(What is needed)
The records should be written out in full, with nothing altered.
* START Excerpted records *
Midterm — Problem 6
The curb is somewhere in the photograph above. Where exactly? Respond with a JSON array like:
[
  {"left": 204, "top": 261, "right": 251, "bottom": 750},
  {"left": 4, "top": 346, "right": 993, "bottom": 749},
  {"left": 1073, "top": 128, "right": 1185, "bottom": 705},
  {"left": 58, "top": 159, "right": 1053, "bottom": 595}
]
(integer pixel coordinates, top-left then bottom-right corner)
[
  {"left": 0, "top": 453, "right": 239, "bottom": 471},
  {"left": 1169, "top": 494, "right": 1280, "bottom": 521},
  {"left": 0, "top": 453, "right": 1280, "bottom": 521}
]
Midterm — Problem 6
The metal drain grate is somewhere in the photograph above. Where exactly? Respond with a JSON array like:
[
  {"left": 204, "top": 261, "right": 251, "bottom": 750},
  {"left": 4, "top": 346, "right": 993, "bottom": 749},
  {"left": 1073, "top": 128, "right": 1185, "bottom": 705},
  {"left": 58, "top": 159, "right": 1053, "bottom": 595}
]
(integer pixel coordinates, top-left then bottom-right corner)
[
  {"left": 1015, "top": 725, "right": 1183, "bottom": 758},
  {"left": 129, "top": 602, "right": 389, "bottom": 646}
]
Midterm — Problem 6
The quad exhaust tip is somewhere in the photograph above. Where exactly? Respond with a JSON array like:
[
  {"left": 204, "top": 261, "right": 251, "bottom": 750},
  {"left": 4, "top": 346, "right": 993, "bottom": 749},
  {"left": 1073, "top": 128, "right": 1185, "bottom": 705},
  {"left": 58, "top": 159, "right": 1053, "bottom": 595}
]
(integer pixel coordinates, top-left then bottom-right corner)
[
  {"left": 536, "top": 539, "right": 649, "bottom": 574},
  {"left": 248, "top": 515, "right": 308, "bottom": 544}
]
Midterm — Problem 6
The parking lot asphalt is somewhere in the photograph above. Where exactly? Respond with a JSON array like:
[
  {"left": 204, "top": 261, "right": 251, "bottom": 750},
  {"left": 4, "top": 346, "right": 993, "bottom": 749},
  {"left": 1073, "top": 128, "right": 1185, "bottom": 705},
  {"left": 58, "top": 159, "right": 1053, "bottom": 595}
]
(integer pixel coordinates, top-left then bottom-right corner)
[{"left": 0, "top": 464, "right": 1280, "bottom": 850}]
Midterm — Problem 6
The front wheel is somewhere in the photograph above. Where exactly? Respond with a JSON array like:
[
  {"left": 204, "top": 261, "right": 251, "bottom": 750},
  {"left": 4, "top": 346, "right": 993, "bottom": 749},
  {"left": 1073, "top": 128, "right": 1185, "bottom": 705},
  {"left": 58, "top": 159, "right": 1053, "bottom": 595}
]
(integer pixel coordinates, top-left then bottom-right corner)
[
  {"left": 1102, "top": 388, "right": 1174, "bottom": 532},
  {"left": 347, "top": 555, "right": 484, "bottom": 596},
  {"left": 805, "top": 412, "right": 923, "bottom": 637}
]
* END Excerpted records *
(Written solution)
Midterm — Problem 6
The curb is somewhere in the photograph above. Where exactly? Respond with a JSON array like:
[
  {"left": 204, "top": 261, "right": 251, "bottom": 750},
  {"left": 4, "top": 346, "right": 993, "bottom": 749},
  {"left": 1073, "top": 128, "right": 1185, "bottom": 705},
  {"left": 58, "top": 159, "right": 1053, "bottom": 595}
]
(integer pixel coordinates, top-left then bottom-right corner)
[
  {"left": 0, "top": 453, "right": 239, "bottom": 471},
  {"left": 1169, "top": 494, "right": 1280, "bottom": 521},
  {"left": 0, "top": 453, "right": 1280, "bottom": 521}
]
Midterm — Problem 6
The metal drain grate is somewhere in the photograph above. Where exactly? Respond with a JSON array like:
[
  {"left": 204, "top": 261, "right": 251, "bottom": 750},
  {"left": 4, "top": 346, "right": 993, "bottom": 749},
  {"left": 1073, "top": 128, "right": 1185, "bottom": 705},
  {"left": 58, "top": 159, "right": 1053, "bottom": 595}
]
(integer pixel coordinates, top-left then bottom-right corner)
[
  {"left": 1015, "top": 725, "right": 1183, "bottom": 758},
  {"left": 129, "top": 602, "right": 389, "bottom": 646}
]
Midterm — Problem 6
The quad exhaust tip is somewhere in the photograph above. Where exactly? Respond with a JSON array like:
[
  {"left": 204, "top": 261, "right": 251, "bottom": 750},
  {"left": 4, "top": 346, "right": 993, "bottom": 749},
  {"left": 1073, "top": 128, "right": 1185, "bottom": 705},
  {"left": 58, "top": 159, "right": 1053, "bottom": 595}
]
(integer pixel coordinates, top-left then bottom-right corner)
[
  {"left": 536, "top": 539, "right": 649, "bottom": 574},
  {"left": 248, "top": 515, "right": 308, "bottom": 544}
]
Midterm — Problem 6
The parking lot asphalt is somewhere in the photograph above. Where exactly? Respond with a JSON array like:
[
  {"left": 204, "top": 261, "right": 251, "bottom": 750},
  {"left": 4, "top": 346, "right": 993, "bottom": 749},
  {"left": 1073, "top": 128, "right": 1185, "bottom": 705},
  {"left": 58, "top": 159, "right": 1053, "bottom": 595}
]
(integer pixel coordinates, top-left then bottom-right corner)
[{"left": 0, "top": 464, "right": 1280, "bottom": 850}]
Midterm — Problem 6
The front wheel is somewhere in the photograph above. Where exactly? Respond with a JSON array like:
[
  {"left": 204, "top": 261, "right": 251, "bottom": 750},
  {"left": 4, "top": 346, "right": 993, "bottom": 749},
  {"left": 1073, "top": 128, "right": 1185, "bottom": 705},
  {"left": 58, "top": 159, "right": 1053, "bottom": 595}
]
(integer pixel coordinates, top-left then bottom-right corner)
[
  {"left": 1102, "top": 388, "right": 1174, "bottom": 532},
  {"left": 347, "top": 555, "right": 484, "bottom": 596},
  {"left": 805, "top": 412, "right": 923, "bottom": 637}
]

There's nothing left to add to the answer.